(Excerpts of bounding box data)

┌────────

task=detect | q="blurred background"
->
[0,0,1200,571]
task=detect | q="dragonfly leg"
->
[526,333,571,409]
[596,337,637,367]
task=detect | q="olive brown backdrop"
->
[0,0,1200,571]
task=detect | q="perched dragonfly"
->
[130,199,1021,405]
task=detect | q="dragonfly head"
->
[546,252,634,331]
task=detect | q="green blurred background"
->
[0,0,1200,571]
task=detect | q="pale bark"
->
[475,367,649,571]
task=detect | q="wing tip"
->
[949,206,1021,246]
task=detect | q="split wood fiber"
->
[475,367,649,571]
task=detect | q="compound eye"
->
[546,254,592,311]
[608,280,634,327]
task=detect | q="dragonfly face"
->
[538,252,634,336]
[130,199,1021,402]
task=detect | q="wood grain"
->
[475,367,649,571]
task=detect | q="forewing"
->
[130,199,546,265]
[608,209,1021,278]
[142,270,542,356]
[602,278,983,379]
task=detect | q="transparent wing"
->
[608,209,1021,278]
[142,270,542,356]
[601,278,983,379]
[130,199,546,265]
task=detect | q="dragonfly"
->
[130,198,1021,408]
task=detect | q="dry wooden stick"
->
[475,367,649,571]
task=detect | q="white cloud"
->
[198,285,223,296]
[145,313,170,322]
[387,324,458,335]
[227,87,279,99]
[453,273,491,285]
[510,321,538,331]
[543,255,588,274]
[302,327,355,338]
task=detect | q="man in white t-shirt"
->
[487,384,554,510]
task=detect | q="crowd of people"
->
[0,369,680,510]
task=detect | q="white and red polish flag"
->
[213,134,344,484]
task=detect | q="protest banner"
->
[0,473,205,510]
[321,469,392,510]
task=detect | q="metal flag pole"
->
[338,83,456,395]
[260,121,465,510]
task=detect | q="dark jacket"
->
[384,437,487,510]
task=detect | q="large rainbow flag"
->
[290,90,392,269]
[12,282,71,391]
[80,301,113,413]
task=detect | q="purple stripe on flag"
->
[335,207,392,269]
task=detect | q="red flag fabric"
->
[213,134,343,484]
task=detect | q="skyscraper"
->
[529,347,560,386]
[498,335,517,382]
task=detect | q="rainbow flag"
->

└────────

TASK GOAL
Output all of the data above without any alteration.

FULL ANSWER
task=detect | q="blurred background"
->
[0,0,1200,571]
task=detect | q="dragonfly leg"
->
[526,333,571,409]
[596,337,637,367]
task=detect | q="olive brown backdrop"
->
[0,0,1200,571]
task=detect | q="perched dragonfly"
->
[130,199,1021,405]
task=detect | q="dragonfly head"
->
[546,252,634,331]
task=detect | q="green blurred background"
->
[0,0,1200,571]
task=detect | q="pale bark"
->
[475,367,649,571]
task=detect | q="wing tip"
->
[949,206,1021,246]
task=detect | q="split wood fiber"
->
[475,367,649,571]
task=detect | q="compound eye"
->
[546,254,592,311]
[608,280,634,327]
task=detect | q="dragonfly face"
->
[538,252,634,336]
[130,199,1021,402]
task=detect | q="wood grain"
->
[475,367,649,571]
task=detect | q="forewing"
->
[130,199,546,265]
[608,209,1021,278]
[142,270,542,356]
[602,278,983,379]
task=detect | q="transparent wing"
->
[608,209,1021,278]
[142,270,542,356]
[601,278,983,379]
[130,199,546,265]
task=detect | q="dragonfly"
->
[130,198,1021,408]
task=detect | q="dry wooden stick"
->
[475,367,649,571]
task=detect | q="white cloud"
->
[198,285,223,296]
[145,313,170,322]
[387,324,458,335]
[227,87,279,99]
[453,273,491,285]
[510,321,538,331]
[543,255,588,274]
[302,327,355,338]
task=detect | q="man in white t-shirt"
->
[487,384,554,510]
task=detect | q="crowd of people"
->
[0,369,680,510]
task=detect | q="white and red polish flag"
->
[213,134,344,484]
task=detect | q="protest banner"
->
[0,473,205,510]
[321,469,392,510]
task=detect | q="metal flag pole"
->
[338,83,456,395]
[260,121,465,510]
task=detect | q="dark jacket"
->
[384,437,487,510]
task=detect | q="large rainbow flag"
->
[290,90,392,269]
[12,282,71,391]
[80,301,113,413]
task=detect | q="purple stripe on flag"
->
[335,207,392,269]
task=detect | q="red flag fabric"
->
[213,134,343,484]
task=detect | q="skyscraper"
->
[529,347,560,386]
[498,335,517,382]
task=detect | q="rainbow flag"
->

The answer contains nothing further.